# [Lesetext]
Nanoreinfall?

I’m a loser baby why don’t you just kill me …

November ist nicht mehr. Ein Winner-T-Shirt gibt es dieses Jahr nicht. Etwas mehr als die Hälfte der abgemachten 50’000 Wörter hab ich dazugeschrieben. Doch – die erste Version ist fertig.

Fertig? Was heisst fertig? Das heisst, dass ich jetzt anfange, zu überarbeiten. Knapp 280 Seiten liegen ausgedruckt neben mir auf dem Schreibtisch. Den wichtigsten Schritt, das erst mal Weglegen, das Liegenlassen muss ich aus Zeitgründen überspringen. Ich denke aber, ich kann diesen Schritt zwischen die dritte und die vierte Fassung schieben, wenn das Manuskript bei meinem Verleger liegt. Jetzt aber nehme ich mir Seite für Seite vor. Ich habe ein neues Dokument geöffnet und diktiere mir jeden Satz neu in die Tastatur. Vom Mund in die Hände finde ich die Sprache wieder, die im ersten Entwurf manchmal holprig und unfertig ist, manchmal aber auch perfekt. Immer wieder gefällt mir ein einzelner Satz, weil er mir mühelos über die Lippen kommt. Jedes Wort am richtigen Platz. Andere sortieren sich beim Wiederkäuen, wieder andere schaffen es nicht mehr über meine Lippen. Im rasenden Galopp des ersten Entwurfes habe ich vieles nur angetönt. Szenen nicht ganz ausgeschrieben, Sätze nicht beendet. Das alles fügt sich jetzt erstaunlich nmühelos zusammen. Obwohl, und das ist auch für mich interessant, obwohl ich diese 280 Seiten, die ich im Verlauf der letzten (ziemlich genau) zwölf Monate angehäuft habe, bis heute nicht durchgelesen habe. Ich habe keine Ahnung, was ich wirklich geschrieben habe – aber ich weiss plötzlich ganz genau, was ich geschrieben haben will.

# [Aufgabenstellung]
Zitiere aus dem Text über das Überarbeiten des Manuskripts wörtlich den Abschnitt, der mit den Worten „I’m a loser“ beginnt und mit „Version ist fertig.“ schließt. Stütze dich allein auf den Text über das Überarbeiten des Manuskripts.

# [Bereitgestellte Daten]
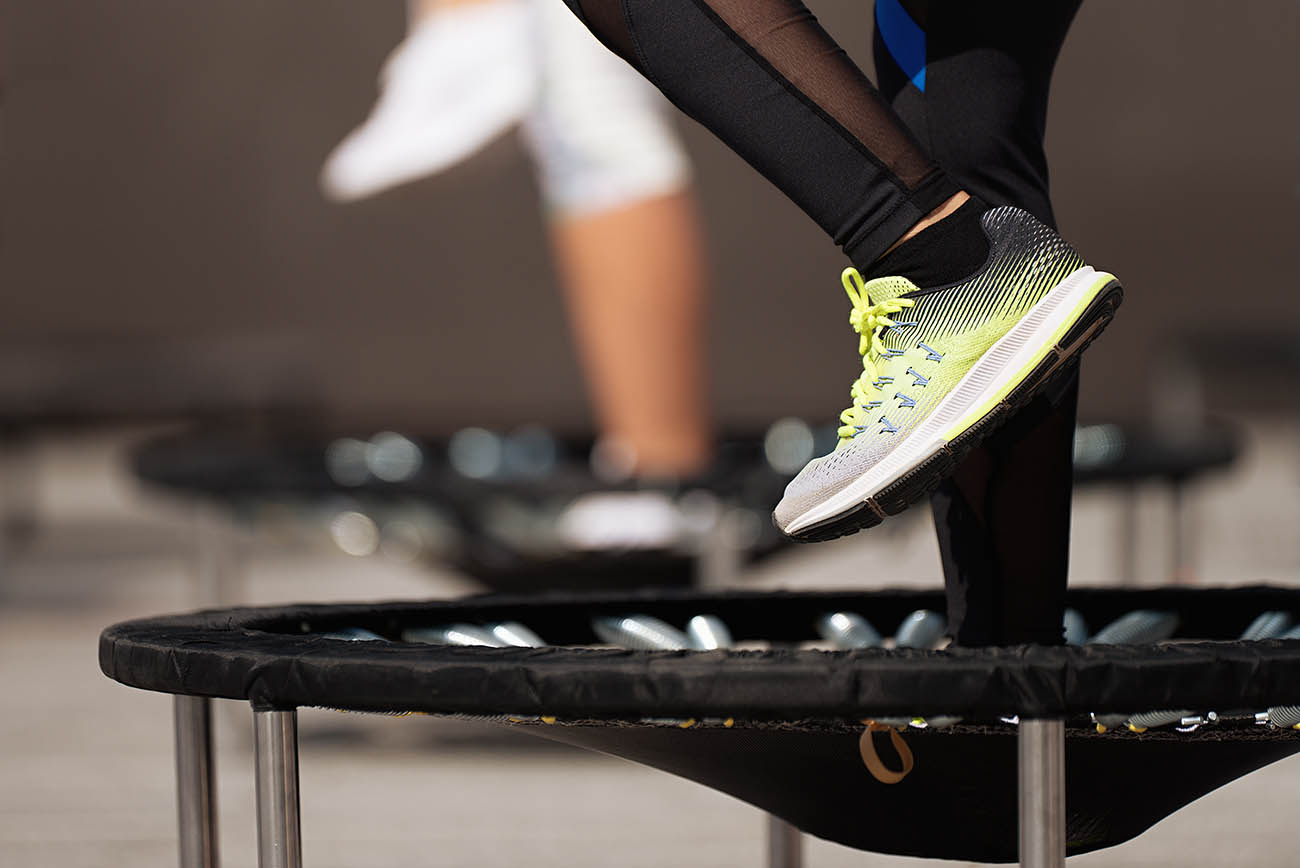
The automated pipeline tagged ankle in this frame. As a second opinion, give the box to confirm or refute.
[863,192,989,288]
[885,190,971,253]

# [Antwort]
I’m a loser baby why don’t you just kill me …

November ist nicht mehr. Ein Winner-T-Shirt gibt es dieses Jahr nicht. Etwas mehr als die Hälfte der abgemachten 50’000 Wörter hab ich dazugeschrieben. Doch – die erste Version ist fertig.